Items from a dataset
⟨

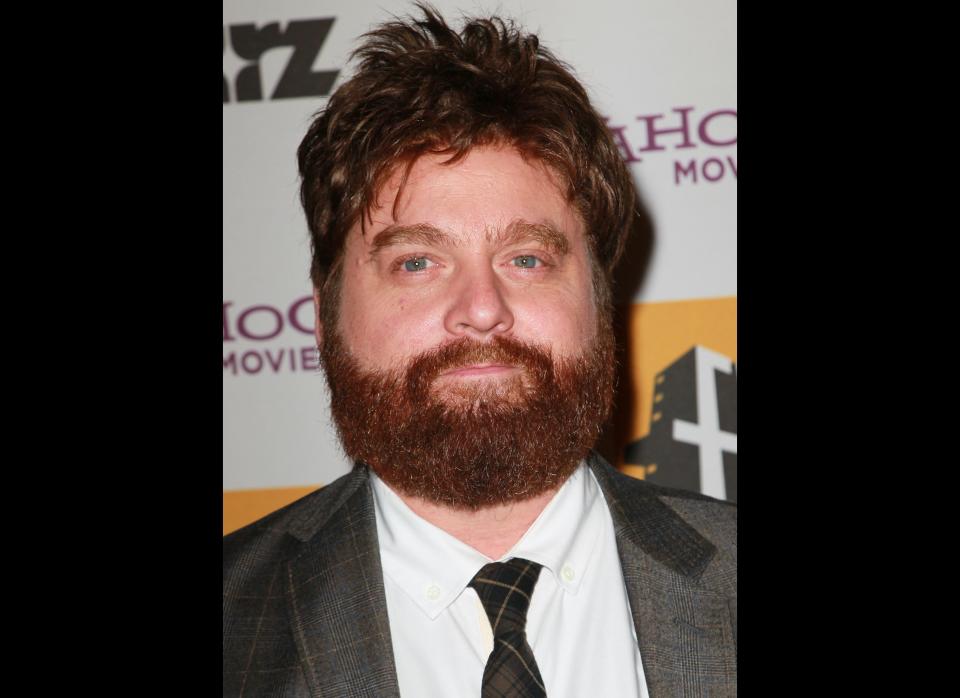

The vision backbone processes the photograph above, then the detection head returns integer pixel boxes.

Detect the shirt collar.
[506,463,605,596]
[370,462,605,619]
[371,471,490,620]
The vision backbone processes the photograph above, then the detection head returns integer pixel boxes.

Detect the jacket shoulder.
[588,452,736,586]
[223,467,368,587]
[614,467,736,544]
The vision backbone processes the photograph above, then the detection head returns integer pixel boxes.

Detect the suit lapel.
[589,453,737,697]
[284,466,401,698]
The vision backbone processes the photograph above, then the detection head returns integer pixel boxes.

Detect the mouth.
[439,363,520,378]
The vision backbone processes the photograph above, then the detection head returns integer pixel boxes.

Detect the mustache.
[404,335,554,394]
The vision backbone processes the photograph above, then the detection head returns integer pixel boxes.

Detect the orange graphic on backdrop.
[598,296,736,478]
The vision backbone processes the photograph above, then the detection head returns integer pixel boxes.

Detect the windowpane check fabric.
[469,558,547,698]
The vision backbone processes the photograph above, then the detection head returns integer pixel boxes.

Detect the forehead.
[359,146,584,246]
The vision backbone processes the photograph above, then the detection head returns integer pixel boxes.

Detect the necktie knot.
[469,557,543,637]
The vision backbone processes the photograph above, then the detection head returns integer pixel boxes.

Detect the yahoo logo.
[605,106,737,163]
[222,297,314,342]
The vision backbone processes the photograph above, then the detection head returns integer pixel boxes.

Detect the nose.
[443,263,514,340]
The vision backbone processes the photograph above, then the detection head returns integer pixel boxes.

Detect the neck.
[397,487,562,560]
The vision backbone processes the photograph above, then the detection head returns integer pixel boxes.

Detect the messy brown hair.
[298,3,636,320]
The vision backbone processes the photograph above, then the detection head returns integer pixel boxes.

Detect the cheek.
[339,287,442,367]
[514,293,596,354]
[520,265,599,352]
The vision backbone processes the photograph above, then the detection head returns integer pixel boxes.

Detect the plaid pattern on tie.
[469,558,547,698]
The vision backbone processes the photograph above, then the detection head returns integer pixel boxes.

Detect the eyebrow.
[369,220,571,257]
[490,221,571,255]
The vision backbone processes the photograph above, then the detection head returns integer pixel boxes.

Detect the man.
[223,5,736,697]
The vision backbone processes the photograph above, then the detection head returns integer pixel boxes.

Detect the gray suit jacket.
[223,452,737,696]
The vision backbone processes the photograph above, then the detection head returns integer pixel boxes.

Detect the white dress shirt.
[371,463,649,697]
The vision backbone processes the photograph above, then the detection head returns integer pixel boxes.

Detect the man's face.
[335,145,599,378]
[317,145,615,509]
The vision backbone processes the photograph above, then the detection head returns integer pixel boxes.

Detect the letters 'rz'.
[223,19,339,102]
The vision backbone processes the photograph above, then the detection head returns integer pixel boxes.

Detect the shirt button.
[561,565,575,582]
[426,584,441,601]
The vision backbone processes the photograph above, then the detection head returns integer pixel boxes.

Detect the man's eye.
[512,255,544,269]
[402,257,433,272]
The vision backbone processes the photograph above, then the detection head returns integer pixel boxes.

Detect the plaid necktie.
[469,558,547,697]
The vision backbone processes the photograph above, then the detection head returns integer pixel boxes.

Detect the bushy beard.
[320,319,615,510]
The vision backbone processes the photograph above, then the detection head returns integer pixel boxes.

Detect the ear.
[312,287,324,350]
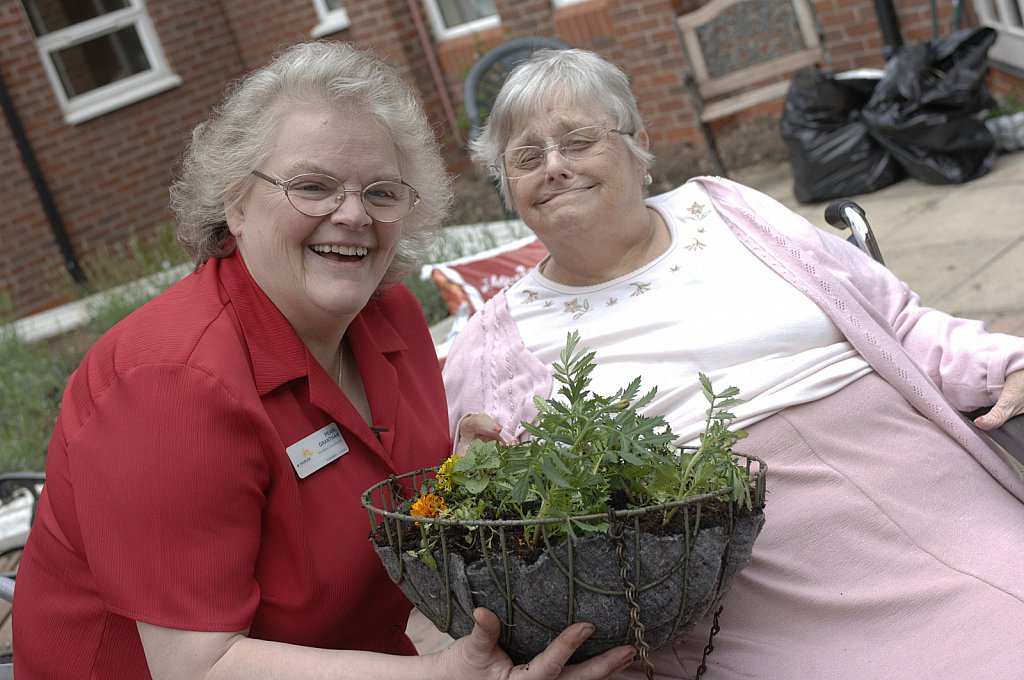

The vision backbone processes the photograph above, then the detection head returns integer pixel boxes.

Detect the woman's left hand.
[455,412,505,455]
[436,608,635,680]
[974,369,1024,430]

⟩

Your task: What the response needs is every entry, repeated exactly, and none of the pictures.

Output for this task:
The vision backbone processes the photograph above, then the detection head returns integer pixel boxes.

Detect the shirt collar.
[506,463,605,596]
[370,462,605,619]
[371,471,490,620]
The vision backbone processes the photograph above, then the detection head returns integer pixel boxes.

Detect the jacket shoulder.
[588,452,736,586]
[223,467,368,587]
[614,467,736,544]
The vision backbone processes the photograph above, then the detection head returns integer pixel boxes.

Detect the suit lapel.
[589,453,737,697]
[284,466,401,698]
The vision backbone processes the photograph above, then the detection head returns integer pixel boxes.

Detect the mouth.
[439,363,520,378]
The vision backbone processes the photograph above, then the detection head returns integer pixel boxes.

Detect the mustache.
[404,335,554,394]
The vision backbone processes the photograph above, then the detection head returns integer pixel boxes.

Detect the orange graphic on backdrop.
[598,296,736,478]
The vision backbone processes the photograph above, then the detection head returns integer pixel boxes.

Detect the windowpane check fabric.
[469,558,547,698]
The vision backbone processes the photograph above, then the detection head returns integer pixel boxes.

Detect the forehead.
[359,146,584,246]
The vision backbone processes the photograph above, then the detection head returns integer pixel boxes.

Detect the necktie knot.
[469,557,543,637]
The vision backbone processes the photograph above, then the detection head returns integer pixel boxes.

Detect the yahoo logo.
[605,106,737,163]
[222,297,314,342]
The vision backbone processes the photograph above, then the detection head returns integer pixel boxes.

Detect the nose.
[443,263,514,340]
The vision backbone processes the photograph above, then the detection head returns integer pixel boxes.

Detect the neck.
[397,487,562,560]
The vision backbone processes the photograph above, then the detection head returns integer pixel boxes.

Detect the messy brown hair.
[298,3,636,320]
The vision backbone processes the photograph above, then the detection head returns integer pixel boxes.

Detect the cheek.
[339,287,442,367]
[514,293,596,354]
[520,265,599,352]
The vision backbone processes the photograph above, then the detection head returns integer pixel boxes.

Detect the plaid pattern on tie.
[469,558,547,698]
The vision backbone processes the photograph above, then the detection head returns integer pixel boxes.

Detect the eyebrow.
[369,220,571,257]
[490,221,571,255]
The vision backbone processes the photograph above, then the detection head returns integer pixel boxes.

Detect the man.
[223,5,736,697]
The vision backbone processes the photograph above, then the detection head returns integer pixel boxes.

Detect the gray suit jacket.
[223,452,737,696]
The vision backbone processes the photograph above, then the detection head returns integer pixel boxes.

Detect the white dress shirt.
[371,463,649,697]
The vision backbone processes the photograph above, then the detection head returns integer pixel boxes.

Detect the man's face.
[335,145,599,378]
[317,145,615,509]
The vision backbone processes the photograph above, then the detection head returns integer pixel boxes.

Detect the letters 'rz'.
[223,19,339,102]
The vision backbone processes the photograph above, then the detection head returns integer pixel boxes.

Detect the shirt button.
[561,565,575,582]
[426,584,441,601]
The vision backbone processes the photograph above, then the detection head returns integer pixel boxes.

Detect the man's eye.
[512,255,544,269]
[402,257,433,272]
The vision backbone processes the photograph above, then the detection head returns integer pixel boxes.

Detect the plaid necktie.
[469,558,547,697]
The vision backbone processes the photograph above, then the detection head returns integer pixel boxes.

Detect the bushy beard.
[320,319,615,510]
The vision backbone processes the photograph above, then the detection head returns integer pixel boxes.

Detect the ear.
[312,287,324,350]

The vision backbone processes the photograph above, then the detection head returns integer pixel boxes.

Detect the woman's left hand.
[455,412,505,455]
[436,608,635,680]
[974,369,1024,430]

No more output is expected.